___ DATA PROVIDED ___

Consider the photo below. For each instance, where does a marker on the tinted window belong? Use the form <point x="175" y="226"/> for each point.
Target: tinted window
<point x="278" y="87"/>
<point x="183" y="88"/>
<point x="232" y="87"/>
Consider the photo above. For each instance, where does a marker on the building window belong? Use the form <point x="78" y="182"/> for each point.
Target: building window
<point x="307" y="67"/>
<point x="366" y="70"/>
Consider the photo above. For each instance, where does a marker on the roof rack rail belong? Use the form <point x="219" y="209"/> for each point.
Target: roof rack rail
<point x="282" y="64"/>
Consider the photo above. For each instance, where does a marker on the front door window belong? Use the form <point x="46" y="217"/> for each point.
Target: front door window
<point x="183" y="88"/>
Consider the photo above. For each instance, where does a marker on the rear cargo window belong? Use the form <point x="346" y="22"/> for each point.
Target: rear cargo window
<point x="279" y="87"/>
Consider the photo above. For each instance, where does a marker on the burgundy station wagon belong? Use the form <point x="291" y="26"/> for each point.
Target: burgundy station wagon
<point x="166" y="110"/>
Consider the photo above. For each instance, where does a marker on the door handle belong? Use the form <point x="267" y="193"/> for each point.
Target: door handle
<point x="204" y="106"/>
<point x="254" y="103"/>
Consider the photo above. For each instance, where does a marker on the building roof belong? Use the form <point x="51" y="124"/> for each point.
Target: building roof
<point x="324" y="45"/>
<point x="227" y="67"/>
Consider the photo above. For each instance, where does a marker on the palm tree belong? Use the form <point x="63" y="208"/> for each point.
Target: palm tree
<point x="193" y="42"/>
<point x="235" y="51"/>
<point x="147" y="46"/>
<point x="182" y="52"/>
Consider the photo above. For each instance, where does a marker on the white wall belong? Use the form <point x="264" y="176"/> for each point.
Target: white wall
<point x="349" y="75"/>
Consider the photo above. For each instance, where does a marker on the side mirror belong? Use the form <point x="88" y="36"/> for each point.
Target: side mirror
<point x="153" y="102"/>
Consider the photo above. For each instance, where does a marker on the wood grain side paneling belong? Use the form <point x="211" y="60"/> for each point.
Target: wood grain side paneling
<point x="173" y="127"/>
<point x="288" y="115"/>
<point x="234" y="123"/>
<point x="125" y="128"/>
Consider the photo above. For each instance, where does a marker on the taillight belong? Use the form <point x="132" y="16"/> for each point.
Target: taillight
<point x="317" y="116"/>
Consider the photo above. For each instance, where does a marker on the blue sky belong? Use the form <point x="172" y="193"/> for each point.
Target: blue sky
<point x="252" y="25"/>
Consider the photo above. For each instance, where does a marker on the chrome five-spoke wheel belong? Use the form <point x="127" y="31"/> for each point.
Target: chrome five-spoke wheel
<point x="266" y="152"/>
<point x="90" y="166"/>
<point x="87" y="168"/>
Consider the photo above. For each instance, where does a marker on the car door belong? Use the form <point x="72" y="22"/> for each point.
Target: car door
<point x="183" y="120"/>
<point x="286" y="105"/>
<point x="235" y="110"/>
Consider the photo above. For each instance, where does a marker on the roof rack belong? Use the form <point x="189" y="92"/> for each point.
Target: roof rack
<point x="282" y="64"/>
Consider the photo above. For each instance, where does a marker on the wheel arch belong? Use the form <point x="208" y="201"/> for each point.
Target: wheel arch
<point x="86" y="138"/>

___

*EXERCISE*: Return all of the entries word for word.

*SOLVED PROBLEM*:
Consider the photo below. For each instance, where does a marker on the tinted window belong? Use the form <point x="175" y="226"/> for each point.
Target: tinted window
<point x="278" y="87"/>
<point x="183" y="88"/>
<point x="232" y="87"/>
Consider the photo above. For each instance, where does a marker on the building window belong? Use the form <point x="78" y="182"/> for each point.
Target: building window
<point x="307" y="67"/>
<point x="366" y="70"/>
Consider the photo above. For each instance, where does a marker on the roof rack rail belong? Use the form <point x="219" y="209"/> for each point.
Target: roof rack rail
<point x="282" y="64"/>
Consider the photo above. For each instance, where does a marker on the front door window belong? Use the form <point x="46" y="217"/> for each point.
Target: front door window
<point x="183" y="88"/>
Consider the photo above. For each instance, where does a marker on the rear cargo window belong? Use the form <point x="346" y="22"/> for each point.
Target: rear cargo window
<point x="279" y="87"/>
Consider the photo above. For each instance, where does a marker on the burgundy station wagon belong? Use the form <point x="291" y="26"/> for each point.
Target: burgundy station wagon
<point x="166" y="110"/>
Consider the photo above. For each instance, where does a marker on the door handle belong? Use the form <point x="267" y="193"/> for each point.
Target: door handle
<point x="204" y="106"/>
<point x="254" y="103"/>
Consider the photo above. For each instance, where does a marker on the building roof belong? Use the form <point x="51" y="124"/> for each point.
Target: building roof
<point x="324" y="45"/>
<point x="227" y="67"/>
Consider the photo above. For each instance, where does a marker on the palm tree belong? Use the form <point x="63" y="208"/> for each point.
Target: palm tree
<point x="193" y="42"/>
<point x="235" y="51"/>
<point x="147" y="46"/>
<point x="182" y="52"/>
Consider the photo above. For each instance, where does a marker on the white wall belong? Use the form <point x="264" y="176"/> for each point.
Target: white wall
<point x="349" y="75"/>
Consider the photo above. For each instance, where does a marker on the side mirror belong? Use the form <point x="88" y="36"/> for each point.
Target: side mirror
<point x="153" y="102"/>
Consider the photo above. For each instance, where does a marker on the wood grain side paneling belong? Use the form <point x="211" y="60"/> for each point.
Target: wood grain side paneling
<point x="173" y="127"/>
<point x="288" y="115"/>
<point x="234" y="123"/>
<point x="125" y="128"/>
Consider the photo above. For each instance, where does a marker on the taillight belong? Use the form <point x="132" y="16"/> for each point.
Target: taillight
<point x="317" y="116"/>
Consider the photo above. For each instance, where does a marker on the blue sky belong? Use the form <point x="172" y="193"/> for each point.
Target: blue sky
<point x="252" y="25"/>
Consider the photo above. For each instance, where does a marker on the chrome five-spoke wheel belong? Use the form <point x="127" y="31"/> for each point.
Target: chrome five-spoke wheel
<point x="266" y="152"/>
<point x="90" y="166"/>
<point x="87" y="168"/>
Consider the photo above. For each instance, where does a marker on the car door belong? Use the form <point x="72" y="22"/> for each point.
Target: car door
<point x="183" y="120"/>
<point x="286" y="105"/>
<point x="235" y="110"/>
Consider the photo above. For each instance, where does a marker on the roof rack belong? Use the form <point x="189" y="92"/> for each point.
Target: roof rack
<point x="282" y="64"/>
Consider the photo above. For each instance, where does a marker on the wheel arch belong? Use the form <point x="208" y="201"/> for each point.
Target: wheel arch
<point x="86" y="138"/>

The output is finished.